From Idiocracy to All the President’s Men, our picks for the funniest, most frightening, and flat-out greatest movies on the American political process
Perhaps you’ve heard there’s a presidential election coming up? One that may, in fact, be the single most important referendum on our way of government in our lifetime? It is a reality that may have you looking for inspiration in the final weeks leading up to Nov. 5 — or escape. How better to thread this particular needle than with movies about American politics? Filmmakers have long been dealing with the topic of our nation’s origin story, and how our particular manner of governance — “by the people, for the people,” or at least that’s how it reads on the page — has contributed to the idealistic image of America that its citizens hold near and dear to our hearts. But well before Watergate became more than just a hotel, the movies have also cast a keen kino-eye on how American democracy is a notion that’s ideal in conception and too often flawed in execution. Here are our picks for the 20 best films exploring the good, the bad, and the extremely ugly aspects of American politics.
‘Bulworth’ (1998)
A devastating critique of Clinton-era triangulation that is very much a product of that era’s ugly race politics, Bulworth is a hilarious satire and paranoid fever dream from start to finish. Warren Beatty co-wrote, directed, and stars as Jay Bulworth, a corrupt California Democratic senator who, after a bad bet, demands a $10 million life insurance policy from an insurance lobbyist to do the industry’s bidding, before taking out a contract on his own life. As he loses his mind, Bulworth begins to tell many truths about American politics and corporate capture, while rapping awkwardly and fighting to stay alive. It’s not a perfect film, but it goes hard. —Andrew Perez
‘Secret Honor’ (1984)
When it debuted onstage, this one-man production was subtitled The Last Testament of Richard M. Nixon. But in the film version, viscerally directed by Robert Altman, our 37th president really lets it blurt over the course of a profanity-laden, 90-minute monologue. Set entirely in his study in the late 1970s, the disgraced Tricky Dick spends an anguished evening wrestling with the demons in his head, drowning in anger, self-pity, and booze. Philip Baker Hall was a relative unknown at the time, but the casting was perfect: He doesn’t resemble Nixon so much as he harnesses the man’s scalding contempt and crippling insecurity, his every word a blunt rejoinder to invisible enemies who have long since vanquished him. Secret Honor is a fictionalized spin on one of this nation’s most ruinous leaders, and this claustrophobic, stripped-down drama resists humanizing a monster. Rather, it gives Nixon enough begrudging respect to allow him to be unrepentant to the bitter end, turning his final, looped “Fuck ‘em!” into one last cry of rage into the abyss. —Tim Grierson
‘Primary Colors’ (1998)

################

▶ **PROBLEM 1**
Retype the rows word for word, from the line containing "flower pot -> masks, each instance" through the final row, with both ends included.
▶ **PROBLEM 2**
Write what comes next in the piece on films about American politics, starting after its last line.
The text and the rows below it have no connection to each other.

▶ **INFORMATION SHOWN**
################

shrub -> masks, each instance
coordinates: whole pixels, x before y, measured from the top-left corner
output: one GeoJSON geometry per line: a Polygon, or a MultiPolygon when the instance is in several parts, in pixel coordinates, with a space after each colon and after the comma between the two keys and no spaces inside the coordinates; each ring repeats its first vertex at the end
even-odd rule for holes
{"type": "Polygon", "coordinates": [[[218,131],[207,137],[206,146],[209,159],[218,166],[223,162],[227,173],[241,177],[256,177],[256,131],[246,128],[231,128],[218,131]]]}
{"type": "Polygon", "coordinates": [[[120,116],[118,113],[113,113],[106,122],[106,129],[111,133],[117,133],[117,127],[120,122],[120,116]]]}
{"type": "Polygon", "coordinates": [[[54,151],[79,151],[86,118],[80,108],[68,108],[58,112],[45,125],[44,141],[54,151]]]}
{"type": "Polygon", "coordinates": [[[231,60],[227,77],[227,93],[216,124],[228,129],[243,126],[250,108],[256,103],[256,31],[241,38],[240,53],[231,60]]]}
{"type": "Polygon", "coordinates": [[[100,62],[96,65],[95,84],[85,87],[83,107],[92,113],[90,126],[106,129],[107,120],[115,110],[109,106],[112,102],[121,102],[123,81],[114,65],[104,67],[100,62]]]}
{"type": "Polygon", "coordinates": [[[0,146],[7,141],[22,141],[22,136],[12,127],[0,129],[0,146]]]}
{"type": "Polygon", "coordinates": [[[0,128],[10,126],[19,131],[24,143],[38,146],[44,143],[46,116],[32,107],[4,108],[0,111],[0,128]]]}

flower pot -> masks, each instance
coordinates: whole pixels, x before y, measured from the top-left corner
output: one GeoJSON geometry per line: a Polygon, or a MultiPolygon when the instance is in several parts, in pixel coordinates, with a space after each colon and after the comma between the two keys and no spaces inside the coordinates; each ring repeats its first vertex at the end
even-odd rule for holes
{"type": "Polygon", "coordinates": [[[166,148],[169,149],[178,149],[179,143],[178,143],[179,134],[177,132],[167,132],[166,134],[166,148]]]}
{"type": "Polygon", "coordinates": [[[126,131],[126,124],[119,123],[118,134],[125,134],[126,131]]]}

################

▶ **OUTPUT 1**
flower pot -> masks, each instance
coordinates: whole pixels, x before y, measured from the top-left corner
output: one GeoJSON geometry per line: a Polygon, or a MultiPolygon when the instance is in several parts, in pixel coordinates, with a space after each colon and after the comma between the two keys and no spaces inside the coordinates; each ring repeats its first vertex at the end
even-odd rule for holes
{"type": "Polygon", "coordinates": [[[166,148],[169,149],[178,149],[179,143],[178,143],[179,134],[177,132],[167,132],[166,134],[166,148]]]}
{"type": "Polygon", "coordinates": [[[126,131],[126,124],[119,123],[118,134],[125,134],[126,131]]]}

▶ **OUTPUT 2**
Anyone still harboring nostalgia for the Clinton years would do well to revisit this complicated, nuanced drama starring John Travolta as the Bill-like Jack Stanton, a deeply flawed Southern governor running for president. Sure, he’s charming and handsome, but he’s also awfully oily — and he sure seems to have an issue being faithful to his wife Susan (a delightfully crisp Emma Thompson). Based on Joe Klein’s fictionalized account of the 1992 presidential campaign, Primary Colors stands as a fascinating time capsule of late-20th-century politics, a now-quaint bygone era before George W. Bush, 9/11, the Iraq War, and Donald Trump profoundly coarsened our discourse and made Clinton’s indiscretions, by comparison, seem relatively minor. Directed by Mike Nichols and written by his longtime creative partner Elaine May, this tart film has no illusions about the duplicity and cynicism of Clinton’s time. Pity those qualities have only gotten worse in our politics since he left office. —T.G.
‘Milk’ (2008)
Sean Penn’s Oscar-winning — and eerily precise — performance as title character Harvey Milk, the first gay man elected to public office in California, to the San Francisco Board of Supervisors, is largely the selling point of Gus Van Sant’s biopic. But Milk itself is a deeper work than that. The shadow of the supervisor’s murder hangs over the film, which opens with him recording a tape to be played in the event of his death, a tragedy we know eventually comes at the hands of fellow board member Dan White, played with barely concealed internal turmoil by Josh Brolin. Van Sant captures the two poles of Milk’s life: the euphoria of his election, a result of his genuinely galvanizing persona, and the fear that follows him as soon as he achieves his goal. —Esther Zuckerman
‘Dick’ (1999)
Every journalist loves All the President’s Men — who doesn’t aspire to break open a story that takes down a sitting president? The movie Dick asks the question: What if it wasn’t dogged reporting and following the money that unearthed the Watergate scandal, but a story that’s far more embarrassing? Kirsten Dunst and Michelle Williams play two teens who stumble into the crime, every step of the way, and together serve as Bob Woodward and Carl Bernstein’s main sources under the pseudonym “Deep Throat.” It’s a great spoof, and a reminder, for anyone in the media who needs it, not to take ourselves too seriously. —A.P.
‘The Best Man’ (1964)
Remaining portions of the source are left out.